• _WRITTEN REQUEST_: Count the lines of the material that contain the string "leaning", matching case exactly. Give only the number.

• _SOURCE DATA_:
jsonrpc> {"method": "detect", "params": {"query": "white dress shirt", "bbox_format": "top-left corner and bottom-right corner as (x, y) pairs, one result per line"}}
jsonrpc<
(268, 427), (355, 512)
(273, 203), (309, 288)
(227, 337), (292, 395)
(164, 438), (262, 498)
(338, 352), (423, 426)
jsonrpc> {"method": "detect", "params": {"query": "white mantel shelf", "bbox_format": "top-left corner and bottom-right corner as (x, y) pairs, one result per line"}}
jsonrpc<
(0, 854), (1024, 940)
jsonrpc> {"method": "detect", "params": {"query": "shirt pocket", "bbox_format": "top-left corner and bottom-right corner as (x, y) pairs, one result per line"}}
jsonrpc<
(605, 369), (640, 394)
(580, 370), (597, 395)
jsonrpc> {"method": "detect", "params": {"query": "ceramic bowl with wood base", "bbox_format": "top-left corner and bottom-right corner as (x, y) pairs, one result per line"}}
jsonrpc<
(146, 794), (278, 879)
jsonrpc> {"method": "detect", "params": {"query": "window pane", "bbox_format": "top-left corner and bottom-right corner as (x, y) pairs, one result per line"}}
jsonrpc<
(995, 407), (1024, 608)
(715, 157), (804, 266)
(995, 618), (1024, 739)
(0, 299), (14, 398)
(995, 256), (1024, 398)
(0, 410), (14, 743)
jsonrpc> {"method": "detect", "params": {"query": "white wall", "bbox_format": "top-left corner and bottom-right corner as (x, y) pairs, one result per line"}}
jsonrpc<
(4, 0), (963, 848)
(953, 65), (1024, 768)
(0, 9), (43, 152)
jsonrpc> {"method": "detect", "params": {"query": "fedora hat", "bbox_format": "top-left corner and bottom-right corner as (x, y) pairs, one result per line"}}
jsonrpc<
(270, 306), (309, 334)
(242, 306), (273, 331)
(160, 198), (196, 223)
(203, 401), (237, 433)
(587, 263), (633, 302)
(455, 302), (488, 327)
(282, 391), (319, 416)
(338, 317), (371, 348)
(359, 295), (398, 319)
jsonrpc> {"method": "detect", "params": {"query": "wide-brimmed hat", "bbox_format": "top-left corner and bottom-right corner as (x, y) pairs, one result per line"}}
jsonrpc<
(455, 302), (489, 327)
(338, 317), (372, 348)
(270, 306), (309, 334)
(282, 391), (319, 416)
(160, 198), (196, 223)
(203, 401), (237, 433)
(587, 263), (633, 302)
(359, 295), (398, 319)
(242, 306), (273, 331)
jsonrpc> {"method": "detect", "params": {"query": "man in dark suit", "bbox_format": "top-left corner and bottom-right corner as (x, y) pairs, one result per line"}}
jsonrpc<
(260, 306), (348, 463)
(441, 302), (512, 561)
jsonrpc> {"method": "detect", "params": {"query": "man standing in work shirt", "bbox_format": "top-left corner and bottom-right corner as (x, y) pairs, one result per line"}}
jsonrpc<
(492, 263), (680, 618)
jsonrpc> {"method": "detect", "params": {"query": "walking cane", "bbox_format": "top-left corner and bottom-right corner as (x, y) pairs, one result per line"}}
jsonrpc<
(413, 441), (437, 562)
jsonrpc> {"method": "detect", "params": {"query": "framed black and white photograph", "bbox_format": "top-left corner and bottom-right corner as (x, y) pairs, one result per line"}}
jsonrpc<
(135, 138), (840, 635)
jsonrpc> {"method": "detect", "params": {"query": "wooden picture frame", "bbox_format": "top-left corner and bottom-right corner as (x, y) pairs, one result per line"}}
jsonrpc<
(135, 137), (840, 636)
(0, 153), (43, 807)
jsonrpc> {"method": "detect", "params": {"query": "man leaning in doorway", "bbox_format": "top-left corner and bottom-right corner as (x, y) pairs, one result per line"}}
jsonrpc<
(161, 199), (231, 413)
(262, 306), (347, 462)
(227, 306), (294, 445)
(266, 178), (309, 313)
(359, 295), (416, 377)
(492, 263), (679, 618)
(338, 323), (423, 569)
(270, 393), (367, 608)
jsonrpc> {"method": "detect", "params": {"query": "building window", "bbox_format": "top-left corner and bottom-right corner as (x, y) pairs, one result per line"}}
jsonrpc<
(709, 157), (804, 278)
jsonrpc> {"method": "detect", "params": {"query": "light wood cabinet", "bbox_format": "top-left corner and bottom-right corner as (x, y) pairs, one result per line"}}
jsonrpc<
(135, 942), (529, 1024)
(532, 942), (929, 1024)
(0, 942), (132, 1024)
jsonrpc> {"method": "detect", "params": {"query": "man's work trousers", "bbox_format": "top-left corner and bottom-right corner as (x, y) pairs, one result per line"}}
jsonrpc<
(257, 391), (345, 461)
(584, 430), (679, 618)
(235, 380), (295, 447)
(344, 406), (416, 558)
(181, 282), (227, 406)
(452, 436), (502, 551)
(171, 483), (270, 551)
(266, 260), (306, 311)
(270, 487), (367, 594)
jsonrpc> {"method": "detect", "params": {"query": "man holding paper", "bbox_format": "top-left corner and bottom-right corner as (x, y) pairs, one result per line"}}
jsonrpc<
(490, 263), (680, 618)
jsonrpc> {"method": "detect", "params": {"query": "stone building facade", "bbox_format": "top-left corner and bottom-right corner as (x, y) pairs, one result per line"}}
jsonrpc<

• _THE RESULT_: 1